» WHAT IS ASKED
- 1) Duplicate everything from "After all that" down to "(7/14/26 - 9/4/02)" in the recollection of high school teachers, word for word.
- 2) Find each line in the entries that contains the word "temple" and copy those lines out in full.

» EXTRACT
** begin **
After all that running across the countryside and/or in circles around the track field, I knew that neither sport – track or cross country – was my cup of tea; thus, I didn’t try out for either sport when I became a freshman at Michigan State University.

 

Marcia Boznango (7/14/26 - 9/4/02)

 

Marcia Boznango (English) – When OHS moved to its new campus facility at the beginning of my sophomore year in 1960, Ms. Boznango’s class was the first of the day. I really don’t have any memories of that class, perhaps a clue that she had little motivational impact on me. She sponsored the school newspaper and yearbook but I found neither extracurricular activity appealing, though years later, in my work for the U.S. Agency for International Development, for several years I edited a monthly newsletter on trade and trade capacity building that I called LAC Trade Matters. This, for a period of time, was an interesting task, even garnering an agency award as a “best practice.” My ability to put that newsletter together on schedule was probably more a credit to my father Francis C. Byrnes who had majored in journalism at Iowa State University, edited the college newspaper, and often helped me with editing my grade school and high school papers.

 

Dale Brubaker (7/16/37 - 6/56/13)

 

Dale Brubaker (government/economics) – Dale Brubaker (see vignette) was the teacher who most inspired me at OHS. He was enthusiastic about ideas and engaged the students in reading and discussing popular issue-oriented books available as low-cost paperbacks. Mr. Brubaker’s approach to teaching inspired paying attention to him during class and working hard on class assignments, resulting in the only instance where my OHS grades over a semester rose from A- to A to A+.  Unfortunately, given that I was in my senior year, I didn’t have other opportunities to take additional courses with Mr. Brubaker. I now see in retrospect that Brubaker sparked in me an interest in social issues, planting a seed that later influenced a decision to major in sociology at MSU. After my first two years at MSU and studying the university course catalogue, I discovered that majoring in sociology would allow me the most flexibility to take courses of interest in other departments, during a period of time in which I remained undecided about what I really wanted to do with my life.

 

Greta Gary

 

Greta Gary (world history) – This teacher did not inspire! I was doing fairly well in her world history course until she assigned writing a term paper on “WWI and WWII.” I thought this a rather expansive topic to cover in a term paper—and she hadn’t provided any guidance to trim the topic down to some aspects of these two wars. I blew off the task, calculating that, even with an F, the high marks I had already earned in the course would allow me to salvage at least a B. I’m sure my explanation to her why I didn’t turn in a paper (“even with an F I’ll still pass”) must have grated. Indeed, on the report card, she crossed off a mistakenly written D+ and replaced it with a B-. An unfortunate case study in the pitfalls of having students focused more on studying for grades than on learning. By contrast, learning was so much fun in Brubaker’s class that earning an A was a byproduct of a teacher inspiring such interest in a subject that one focused on learning and not on the grade.

 

Rachel Freund Grinnell (7/2/03 - 9/30/93)
** end **
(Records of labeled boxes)
** begin **
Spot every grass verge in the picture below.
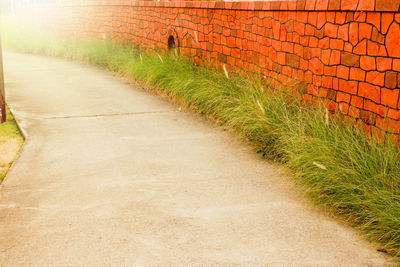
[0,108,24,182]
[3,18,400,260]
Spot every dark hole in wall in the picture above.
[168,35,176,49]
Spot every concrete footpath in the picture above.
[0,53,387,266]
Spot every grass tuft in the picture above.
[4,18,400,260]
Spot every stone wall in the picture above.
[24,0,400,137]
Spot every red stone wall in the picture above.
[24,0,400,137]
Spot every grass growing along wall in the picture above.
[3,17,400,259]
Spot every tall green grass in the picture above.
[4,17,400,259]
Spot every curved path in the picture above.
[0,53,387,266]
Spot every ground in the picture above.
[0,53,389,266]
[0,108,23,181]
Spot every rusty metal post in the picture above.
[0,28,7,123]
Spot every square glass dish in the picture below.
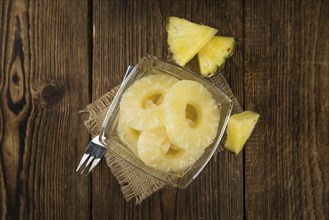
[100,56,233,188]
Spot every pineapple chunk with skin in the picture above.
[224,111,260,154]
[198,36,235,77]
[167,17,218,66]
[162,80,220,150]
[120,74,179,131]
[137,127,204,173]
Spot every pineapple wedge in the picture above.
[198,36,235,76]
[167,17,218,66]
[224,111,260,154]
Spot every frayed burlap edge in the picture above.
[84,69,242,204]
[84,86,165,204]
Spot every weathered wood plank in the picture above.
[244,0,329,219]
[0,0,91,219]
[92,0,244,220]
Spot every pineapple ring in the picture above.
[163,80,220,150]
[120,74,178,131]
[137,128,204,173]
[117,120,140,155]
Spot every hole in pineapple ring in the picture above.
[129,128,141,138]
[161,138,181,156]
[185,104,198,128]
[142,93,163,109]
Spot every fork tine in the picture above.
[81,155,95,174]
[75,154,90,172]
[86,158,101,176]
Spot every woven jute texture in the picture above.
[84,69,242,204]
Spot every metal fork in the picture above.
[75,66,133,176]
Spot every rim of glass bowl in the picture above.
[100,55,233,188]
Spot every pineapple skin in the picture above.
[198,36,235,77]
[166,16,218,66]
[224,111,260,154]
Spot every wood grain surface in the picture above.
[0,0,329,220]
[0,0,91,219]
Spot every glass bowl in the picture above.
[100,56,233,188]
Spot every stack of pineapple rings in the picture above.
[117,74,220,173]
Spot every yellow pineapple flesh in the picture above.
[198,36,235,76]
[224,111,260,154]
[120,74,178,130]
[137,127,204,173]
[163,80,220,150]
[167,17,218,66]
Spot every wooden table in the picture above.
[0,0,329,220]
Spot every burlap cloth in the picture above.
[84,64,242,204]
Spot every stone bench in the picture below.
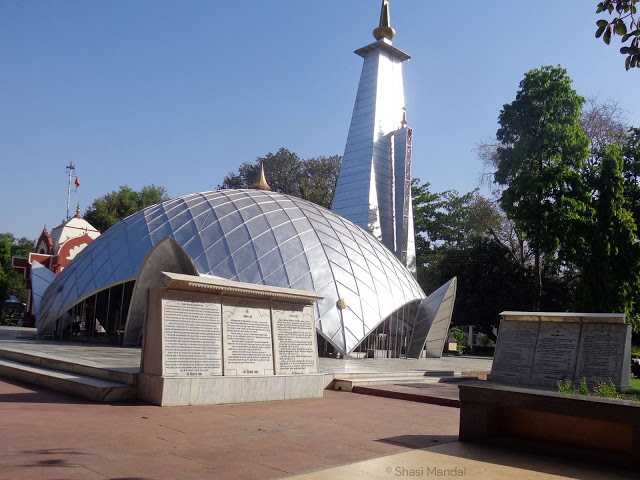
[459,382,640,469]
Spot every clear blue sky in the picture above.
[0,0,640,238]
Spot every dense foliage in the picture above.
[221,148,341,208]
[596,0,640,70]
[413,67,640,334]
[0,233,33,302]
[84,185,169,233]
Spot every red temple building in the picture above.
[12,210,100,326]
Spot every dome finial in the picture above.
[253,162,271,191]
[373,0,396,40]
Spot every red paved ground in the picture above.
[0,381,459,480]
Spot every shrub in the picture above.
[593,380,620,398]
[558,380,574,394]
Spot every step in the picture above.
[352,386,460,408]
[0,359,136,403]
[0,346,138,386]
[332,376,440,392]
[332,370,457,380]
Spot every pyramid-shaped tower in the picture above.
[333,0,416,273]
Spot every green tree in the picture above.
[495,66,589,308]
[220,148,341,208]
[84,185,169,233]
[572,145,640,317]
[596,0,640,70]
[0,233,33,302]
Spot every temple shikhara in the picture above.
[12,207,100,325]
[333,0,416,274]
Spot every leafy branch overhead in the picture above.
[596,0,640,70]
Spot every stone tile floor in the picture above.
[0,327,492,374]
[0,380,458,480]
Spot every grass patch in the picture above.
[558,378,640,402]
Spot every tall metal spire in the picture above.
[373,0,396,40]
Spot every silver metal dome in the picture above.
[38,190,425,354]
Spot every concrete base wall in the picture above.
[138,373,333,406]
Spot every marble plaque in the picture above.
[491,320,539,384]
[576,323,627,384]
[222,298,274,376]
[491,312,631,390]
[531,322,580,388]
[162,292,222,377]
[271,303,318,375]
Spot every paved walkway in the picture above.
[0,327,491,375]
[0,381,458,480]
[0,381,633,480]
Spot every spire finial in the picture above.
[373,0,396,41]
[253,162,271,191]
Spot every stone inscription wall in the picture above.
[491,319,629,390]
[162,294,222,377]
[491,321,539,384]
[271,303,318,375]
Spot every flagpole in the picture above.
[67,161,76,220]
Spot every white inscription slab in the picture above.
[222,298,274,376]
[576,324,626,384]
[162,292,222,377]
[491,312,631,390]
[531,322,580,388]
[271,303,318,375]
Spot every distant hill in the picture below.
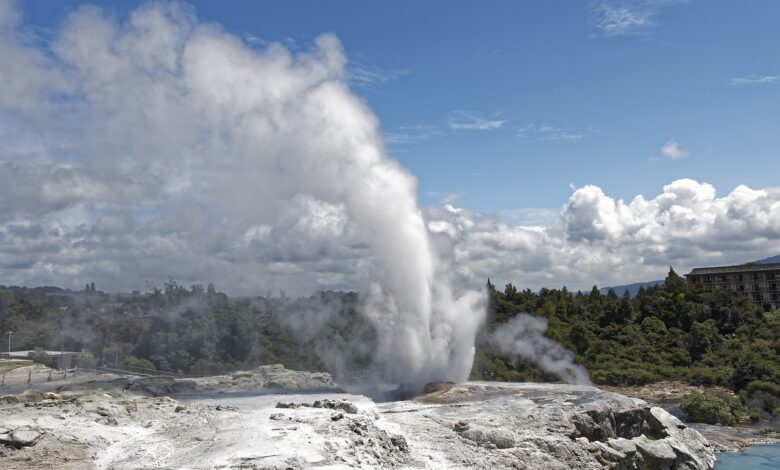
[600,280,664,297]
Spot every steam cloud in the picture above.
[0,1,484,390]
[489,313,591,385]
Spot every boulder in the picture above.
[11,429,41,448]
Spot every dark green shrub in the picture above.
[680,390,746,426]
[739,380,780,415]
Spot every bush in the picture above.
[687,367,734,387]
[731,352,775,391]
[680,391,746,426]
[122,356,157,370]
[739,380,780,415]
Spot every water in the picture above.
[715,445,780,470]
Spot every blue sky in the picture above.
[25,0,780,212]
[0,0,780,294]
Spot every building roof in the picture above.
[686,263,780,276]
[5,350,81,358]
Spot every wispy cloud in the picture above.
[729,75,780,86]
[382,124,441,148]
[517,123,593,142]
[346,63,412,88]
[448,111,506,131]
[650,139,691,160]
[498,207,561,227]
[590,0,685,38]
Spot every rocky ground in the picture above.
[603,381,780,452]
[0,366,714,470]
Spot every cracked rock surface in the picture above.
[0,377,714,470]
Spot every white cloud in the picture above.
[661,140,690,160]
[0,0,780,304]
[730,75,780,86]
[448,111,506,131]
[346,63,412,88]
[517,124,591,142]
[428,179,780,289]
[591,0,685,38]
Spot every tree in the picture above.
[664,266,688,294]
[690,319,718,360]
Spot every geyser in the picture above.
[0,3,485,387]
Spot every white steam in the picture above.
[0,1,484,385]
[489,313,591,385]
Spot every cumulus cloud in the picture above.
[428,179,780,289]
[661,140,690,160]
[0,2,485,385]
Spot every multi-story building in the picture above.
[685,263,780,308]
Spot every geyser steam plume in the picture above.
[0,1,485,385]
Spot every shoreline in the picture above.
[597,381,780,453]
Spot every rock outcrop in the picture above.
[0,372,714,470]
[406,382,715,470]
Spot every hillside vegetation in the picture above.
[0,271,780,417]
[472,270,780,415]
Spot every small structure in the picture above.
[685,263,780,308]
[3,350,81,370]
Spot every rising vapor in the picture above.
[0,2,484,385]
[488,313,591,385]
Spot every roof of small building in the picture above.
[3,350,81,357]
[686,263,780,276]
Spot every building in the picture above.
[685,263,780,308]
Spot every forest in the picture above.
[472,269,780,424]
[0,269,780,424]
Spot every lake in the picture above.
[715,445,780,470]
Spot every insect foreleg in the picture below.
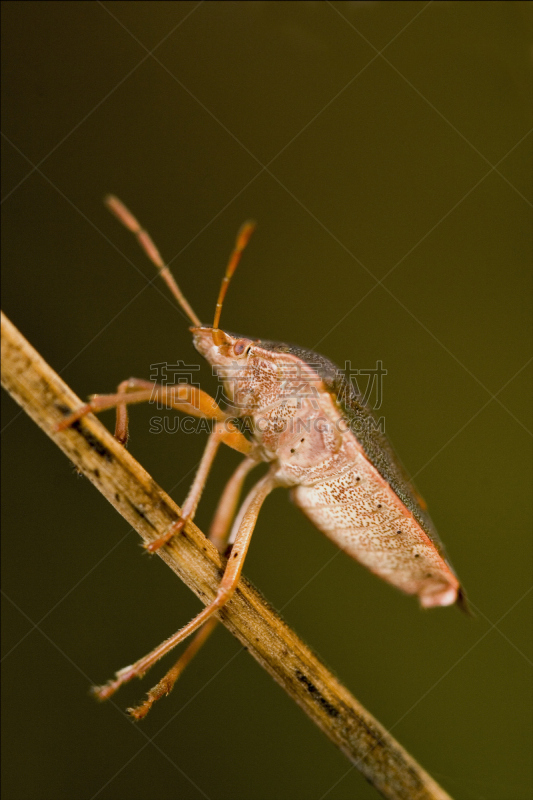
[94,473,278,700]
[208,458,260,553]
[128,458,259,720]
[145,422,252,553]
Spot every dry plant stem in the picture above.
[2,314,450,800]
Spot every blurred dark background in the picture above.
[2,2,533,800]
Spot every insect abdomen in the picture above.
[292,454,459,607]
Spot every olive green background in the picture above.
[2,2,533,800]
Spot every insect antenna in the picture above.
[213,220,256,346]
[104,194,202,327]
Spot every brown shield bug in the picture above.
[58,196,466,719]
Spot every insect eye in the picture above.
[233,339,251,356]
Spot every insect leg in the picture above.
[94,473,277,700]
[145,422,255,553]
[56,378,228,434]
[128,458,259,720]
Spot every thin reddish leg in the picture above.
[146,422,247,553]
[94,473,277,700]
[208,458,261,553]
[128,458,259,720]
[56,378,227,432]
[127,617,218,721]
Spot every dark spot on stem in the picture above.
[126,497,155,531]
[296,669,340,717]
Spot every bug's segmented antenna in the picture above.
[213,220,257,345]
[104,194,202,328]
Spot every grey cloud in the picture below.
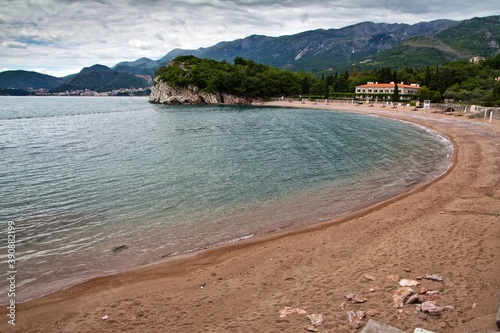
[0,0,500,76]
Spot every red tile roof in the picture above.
** end **
» EXERCISE SOLUTIONS
- 1)
After all that running across the countryside and/or in circles around the track field, I knew that neither sport – track or cross country – was my cup of tea; thus, I didn’t try out for either sport when I became a freshman at Michigan State University.

 

Marcia Boznango (7/14/26 - 9/4/02)

- 2)
Spot every red temple building in the picture above.
Spot every temple shikhara in the picture above.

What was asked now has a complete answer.